::: Extrait fourni
Voyageurs du Monde : Imaginons un instant que soit créé aux Nations unies un conseil mondial des sages dont vous feriez partie. Quelle serait votre priorité absolue pour régler les désordres mondiaux ?

Pierre Rabhi : Il faudrait en premier lieu que l’humanité se réconcilie avec la vie. À l’heure actuelle, elle en bénéficie mais la détruit. L’écologie ne devrait pas être un parti politique mais une conscience, et aujourd’hui cette conscience fait défaut. Nous avons coécrit avec Jean-Marie Pelt un livre intitulé Le monde a-t-il un sens ?, dans lequel il explique l’origine de la vie sur Terre et met en avant le rôle essentiel de la coopération entre le végétal et l’animal. Il me revenait la tâche de donner ma vision sur le plan humain. Or, lorsqu’il est arrivé sur Terre, l’homme a instauré la dualité – religieuse, idéologique, entre hommes et femmes, entre la nature et lui. Cela est probablement lié à une angoisse très vive d’être provisoire, une peur primaire de l’extinction. Fabriquer des armes, tracer des frontières : cette quête de la sécurité traduit en réalité la faiblesse des hommes.
::::::
::: Lignes de données
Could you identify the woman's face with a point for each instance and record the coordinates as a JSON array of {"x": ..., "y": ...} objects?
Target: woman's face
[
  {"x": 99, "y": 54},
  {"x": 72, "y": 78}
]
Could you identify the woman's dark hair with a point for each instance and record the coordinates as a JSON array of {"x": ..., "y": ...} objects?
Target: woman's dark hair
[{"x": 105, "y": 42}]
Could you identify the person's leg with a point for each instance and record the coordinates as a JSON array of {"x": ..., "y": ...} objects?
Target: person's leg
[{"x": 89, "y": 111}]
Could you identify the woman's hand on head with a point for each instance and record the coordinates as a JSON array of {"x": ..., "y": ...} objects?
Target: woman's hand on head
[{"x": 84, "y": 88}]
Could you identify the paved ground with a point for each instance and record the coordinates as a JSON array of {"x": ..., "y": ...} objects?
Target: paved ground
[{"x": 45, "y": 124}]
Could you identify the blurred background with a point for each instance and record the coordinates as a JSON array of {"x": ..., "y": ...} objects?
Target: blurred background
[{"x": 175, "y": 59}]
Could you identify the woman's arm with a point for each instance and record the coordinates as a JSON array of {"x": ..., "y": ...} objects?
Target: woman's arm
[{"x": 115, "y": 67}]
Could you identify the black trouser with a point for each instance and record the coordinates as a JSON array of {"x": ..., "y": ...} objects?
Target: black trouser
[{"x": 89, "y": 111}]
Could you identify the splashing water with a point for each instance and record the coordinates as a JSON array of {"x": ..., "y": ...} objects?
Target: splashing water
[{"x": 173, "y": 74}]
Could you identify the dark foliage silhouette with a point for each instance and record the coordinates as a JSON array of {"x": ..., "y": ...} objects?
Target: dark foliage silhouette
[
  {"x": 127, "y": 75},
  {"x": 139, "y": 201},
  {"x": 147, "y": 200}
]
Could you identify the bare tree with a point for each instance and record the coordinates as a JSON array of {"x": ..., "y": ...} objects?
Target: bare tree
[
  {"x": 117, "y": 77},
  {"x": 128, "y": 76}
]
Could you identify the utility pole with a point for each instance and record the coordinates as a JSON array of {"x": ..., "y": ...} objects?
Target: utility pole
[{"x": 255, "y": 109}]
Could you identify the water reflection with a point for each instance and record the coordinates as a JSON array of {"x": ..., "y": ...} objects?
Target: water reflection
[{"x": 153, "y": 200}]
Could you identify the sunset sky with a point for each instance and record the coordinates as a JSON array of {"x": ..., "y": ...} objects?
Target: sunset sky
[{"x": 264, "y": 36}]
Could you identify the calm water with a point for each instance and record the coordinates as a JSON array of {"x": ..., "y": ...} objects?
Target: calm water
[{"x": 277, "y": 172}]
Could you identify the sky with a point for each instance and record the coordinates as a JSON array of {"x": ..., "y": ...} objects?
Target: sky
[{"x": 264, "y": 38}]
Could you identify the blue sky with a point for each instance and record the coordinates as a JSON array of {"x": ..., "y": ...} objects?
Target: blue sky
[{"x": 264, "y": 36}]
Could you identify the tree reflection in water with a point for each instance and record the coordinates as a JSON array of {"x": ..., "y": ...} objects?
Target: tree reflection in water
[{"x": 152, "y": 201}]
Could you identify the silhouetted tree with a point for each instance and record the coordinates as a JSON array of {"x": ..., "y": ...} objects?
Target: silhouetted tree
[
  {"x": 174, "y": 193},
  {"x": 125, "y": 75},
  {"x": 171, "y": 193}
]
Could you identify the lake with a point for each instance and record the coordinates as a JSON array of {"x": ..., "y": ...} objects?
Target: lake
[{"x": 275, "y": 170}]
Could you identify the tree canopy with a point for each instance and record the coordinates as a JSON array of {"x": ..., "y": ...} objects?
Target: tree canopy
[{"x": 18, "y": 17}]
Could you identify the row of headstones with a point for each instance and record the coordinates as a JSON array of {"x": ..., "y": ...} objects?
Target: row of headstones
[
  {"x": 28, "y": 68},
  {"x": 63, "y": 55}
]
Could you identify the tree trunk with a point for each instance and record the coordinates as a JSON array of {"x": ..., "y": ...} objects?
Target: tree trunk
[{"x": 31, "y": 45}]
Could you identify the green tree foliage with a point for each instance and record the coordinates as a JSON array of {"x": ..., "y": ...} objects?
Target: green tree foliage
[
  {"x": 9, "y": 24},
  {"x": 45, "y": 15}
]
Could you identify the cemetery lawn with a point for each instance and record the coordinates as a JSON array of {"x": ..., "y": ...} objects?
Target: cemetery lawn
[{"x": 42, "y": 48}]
::::::
Traduisez en anglais cette phrase de l'entretien avec Pierre Rabhi : « L’écologie ne devrait pas être un parti politique mais une conscience, et aujourd’hui cette conscience fait défaut. »

Ecology should not be a political party but a consciousness, and today that consciousness is lacking.